演習用の本文:
+++
開平望楼 ミステリアスな建物群 4

2017/02/01
開平望楼

中堅楼、通称「ロボット楼」

開平望楼シリーズの最後に取り上げるのは、蜆岡鎮・錦江里村とその周辺だ。開平市の南西部に位置するこの村には、10本の狭い路地で結ばれた、青い煉瓦の壁と斜め屋根の民家が整然と並んでいる。村の背後には3棟の望楼がそびえている。西から順番に、7階建ての「昇峰楼」、村民が共同で建てた5階建ての衆楼「錦江楼」、そして最東端が「瑞石楼」だ。

注目すべきは9階建て、高さ約30メートルの「瑞石楼」。アメリカ華僑の黄氏親子が1923年に建設を開始、三年後の1925年に完成した。他の望楼はたいてい4階建てから6階建てだったが、最も壮観な望楼を望んだ彼らは、この農村にしては驚きのスケール―9階建ての望楼を建ててしまったのだ。玄関には、当時の広州六榕寺の住職で書道の大家でもあった鉄禅大師の手による対聯が彫刻されている。この望楼は開平で最も高く、「開平第一望楼」(高さもさることながら芸術的価値も高い望楼)と呼ばれている。

開平望楼

瑞石楼

特徴は、5階の屋根部分のローマ式アーチと風変わりな四角の柱、6階の古代ギリシャ風列柱とアーチから構成された柱廊、7階のバロック調の切妻壁、8階の西洋風塔式あずまや、9階のローマ式あずまやの円頂などだ。内部には装飾のほどこされた家具がほぼ昔のままに保存されている。かつては一階が母屋で、家族は2階から6階でそれぞれ生活していたという。7階には先祖の仏壇が安置され、8階は夜警用の部屋として、不測の事態に備えて武器・弾薬・発電機などが置かれた。9階は展望台で、サーチライトと鐘が備え付けられている。防御機能が非常に重視されていることが望楼の構造からもわかる。2階の正面の壁には二つの銃眼があり、ここから入り口を警備できる。6、7、8階の回廊の壁の角は「燕の巣」と呼ばれる突出した円形の設計で、射撃の際の掩体の役割もある。すべての「燕の巣」にある銃眼は下向きに射撃可能となっている。
+++
利用可能なデータ:
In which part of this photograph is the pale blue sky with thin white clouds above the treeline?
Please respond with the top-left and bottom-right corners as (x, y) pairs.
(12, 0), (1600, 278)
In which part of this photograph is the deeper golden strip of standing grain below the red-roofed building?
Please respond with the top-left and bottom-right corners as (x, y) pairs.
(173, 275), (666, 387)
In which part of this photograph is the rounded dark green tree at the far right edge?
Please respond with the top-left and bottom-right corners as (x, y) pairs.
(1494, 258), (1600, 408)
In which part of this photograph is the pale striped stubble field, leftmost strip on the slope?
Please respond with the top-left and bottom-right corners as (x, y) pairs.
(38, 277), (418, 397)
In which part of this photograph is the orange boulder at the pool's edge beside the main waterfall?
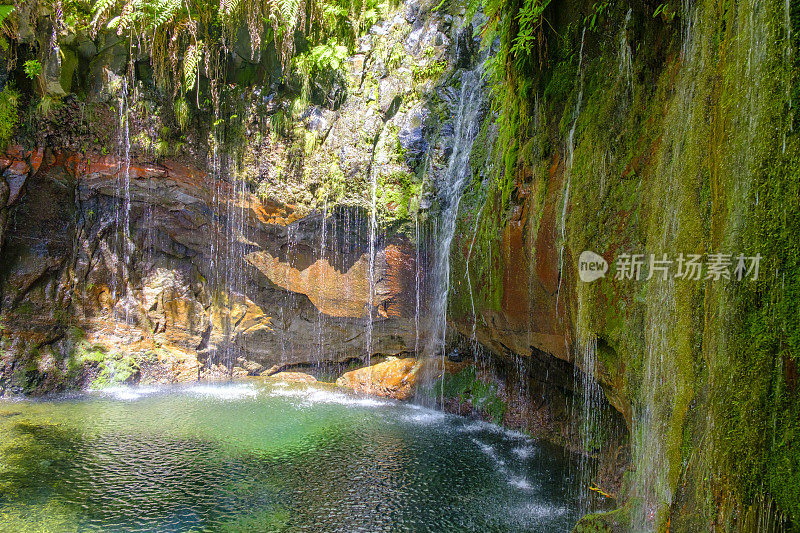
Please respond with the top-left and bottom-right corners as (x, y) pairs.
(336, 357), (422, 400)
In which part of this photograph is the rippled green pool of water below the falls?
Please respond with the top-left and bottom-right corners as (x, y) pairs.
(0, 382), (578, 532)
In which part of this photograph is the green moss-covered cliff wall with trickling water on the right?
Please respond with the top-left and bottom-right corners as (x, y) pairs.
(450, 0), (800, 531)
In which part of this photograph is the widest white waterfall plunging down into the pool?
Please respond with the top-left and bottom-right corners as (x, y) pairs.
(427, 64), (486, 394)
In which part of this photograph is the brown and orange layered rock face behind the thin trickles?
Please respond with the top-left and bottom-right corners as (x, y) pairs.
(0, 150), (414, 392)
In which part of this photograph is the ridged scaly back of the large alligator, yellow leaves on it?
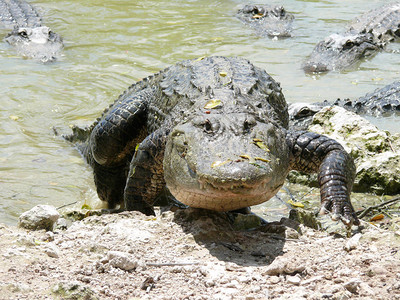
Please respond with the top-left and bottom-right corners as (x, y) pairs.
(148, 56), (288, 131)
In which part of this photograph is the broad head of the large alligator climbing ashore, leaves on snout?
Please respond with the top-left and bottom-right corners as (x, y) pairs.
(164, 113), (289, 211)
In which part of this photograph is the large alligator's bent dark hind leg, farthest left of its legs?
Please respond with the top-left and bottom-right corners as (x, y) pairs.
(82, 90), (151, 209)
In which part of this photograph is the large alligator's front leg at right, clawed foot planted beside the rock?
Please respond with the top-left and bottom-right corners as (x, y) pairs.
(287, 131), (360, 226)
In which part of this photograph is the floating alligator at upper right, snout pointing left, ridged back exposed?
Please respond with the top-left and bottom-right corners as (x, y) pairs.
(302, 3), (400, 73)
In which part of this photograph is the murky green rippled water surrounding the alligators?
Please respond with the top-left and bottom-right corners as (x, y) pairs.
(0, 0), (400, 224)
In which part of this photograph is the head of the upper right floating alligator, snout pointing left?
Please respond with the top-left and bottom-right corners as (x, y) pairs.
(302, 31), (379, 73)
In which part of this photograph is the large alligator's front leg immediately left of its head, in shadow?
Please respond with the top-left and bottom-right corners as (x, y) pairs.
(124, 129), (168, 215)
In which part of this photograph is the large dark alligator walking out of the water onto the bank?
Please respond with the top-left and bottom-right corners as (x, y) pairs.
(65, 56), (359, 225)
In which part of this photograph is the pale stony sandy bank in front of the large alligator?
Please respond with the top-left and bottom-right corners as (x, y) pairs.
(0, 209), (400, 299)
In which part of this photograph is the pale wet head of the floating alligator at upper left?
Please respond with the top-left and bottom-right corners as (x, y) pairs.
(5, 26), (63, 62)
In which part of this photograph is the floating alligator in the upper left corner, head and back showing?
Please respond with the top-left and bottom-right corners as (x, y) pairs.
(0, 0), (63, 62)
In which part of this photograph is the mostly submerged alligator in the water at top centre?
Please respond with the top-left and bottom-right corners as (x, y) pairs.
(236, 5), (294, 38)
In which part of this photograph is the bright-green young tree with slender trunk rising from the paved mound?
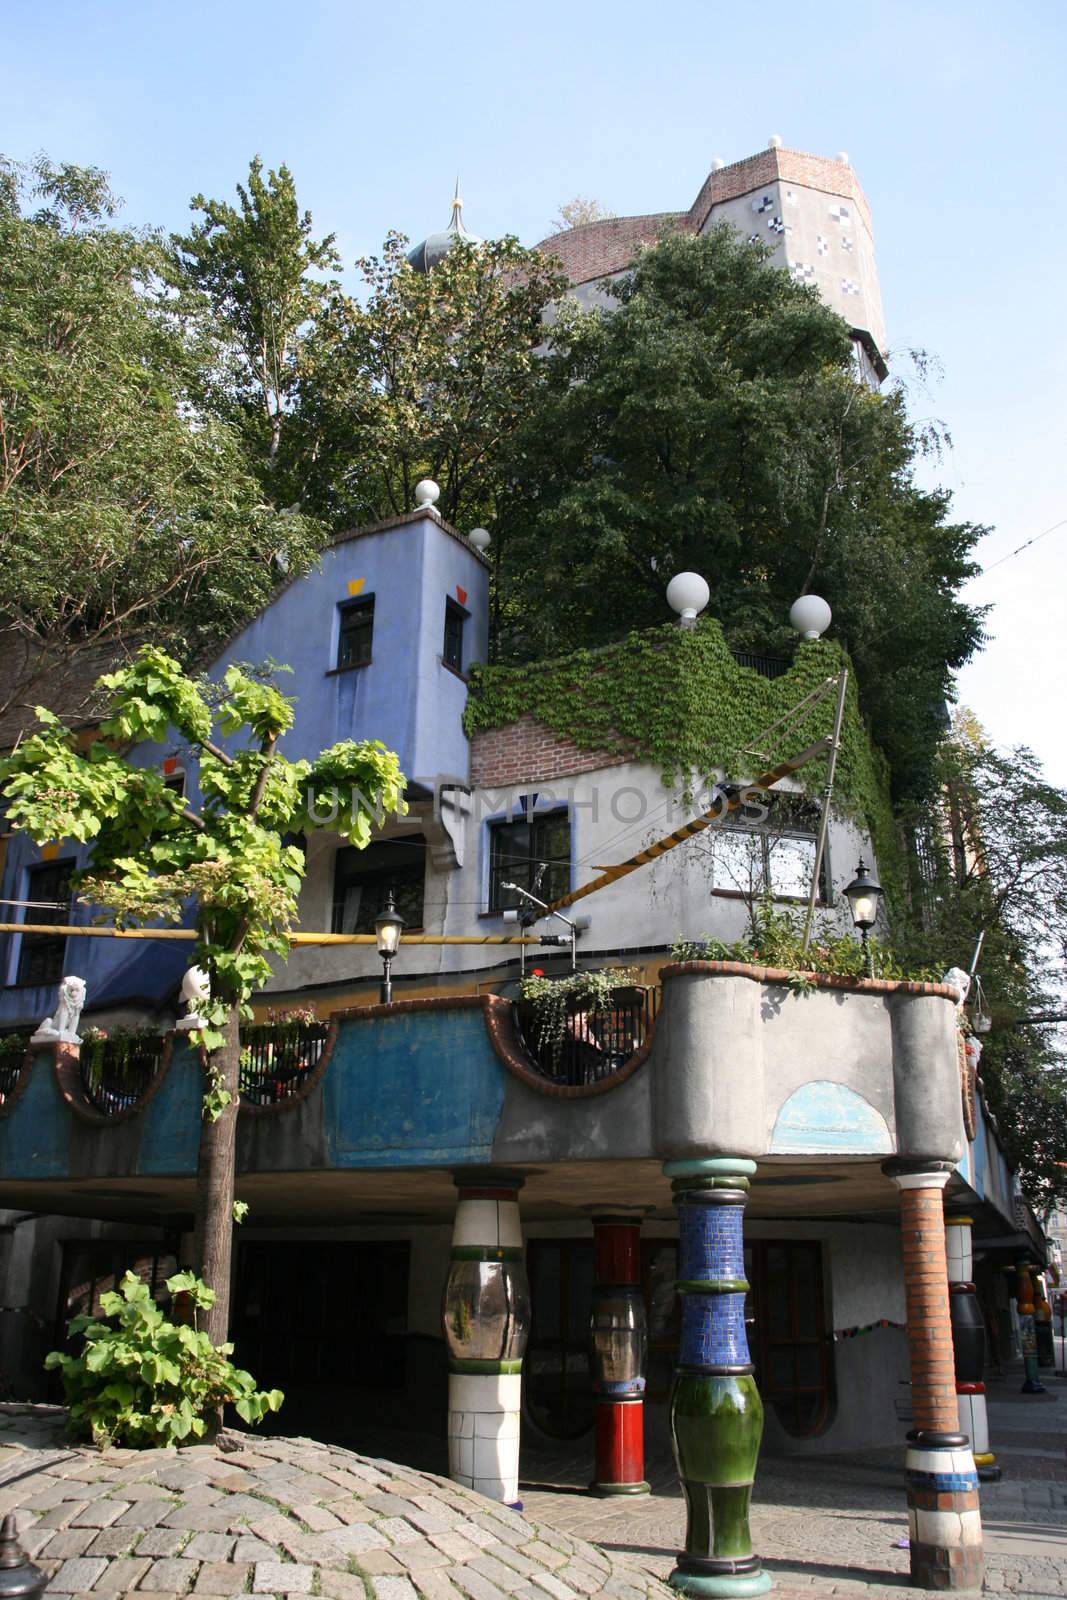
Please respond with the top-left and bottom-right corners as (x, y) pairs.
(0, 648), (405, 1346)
+++
読解の確認:
1. 開平望楼の本文で、錦江里村の背後にそびえる望楼の名前を、西から順にすべて挙げてください。
2. 開平望楼の本文のうち「中堅楼、通称「ロボット楼」」で始まり「そして最東端が「瑞石楼」だ。」で終わる部分を、「青い煉瓦」を「赤い煉瓦」に置き換えて書き直してください。
3. 開平望楼の本文に基づいて、次の問いに答えてください。
(a) 瑞石楼の高さはおよそ何メートルですか。
(b) 瑞石楼の7階には何が安置されていましたか。
(c) 瑞石楼の2階の正面の壁には銃眼がいくつありますか。
データはこの演習では使いません。

設問別の解答:
1. 昇峰楼、錦江楼、瑞石楼

2.
中堅楼、通称「ロボット楼」

開平望楼シリーズの最後に取り上げるのは、蜆岡鎮・錦江里村とその周辺だ。開平市の南西部に位置するこの村には、10本の狭い路地で結ばれた、赤い煉瓦の壁と斜め屋根の民家が整然と並んでいる。村の背後には3棟の望楼がそびえている。西から順番に、7階建ての「昇峰楼」、村民が共同で建てた5階建ての衆楼「錦江楼」、そして最東端が「瑞石楼」だ。

3.
(a) 約30メートル
(b) 先祖の仏壇
(c) 二つ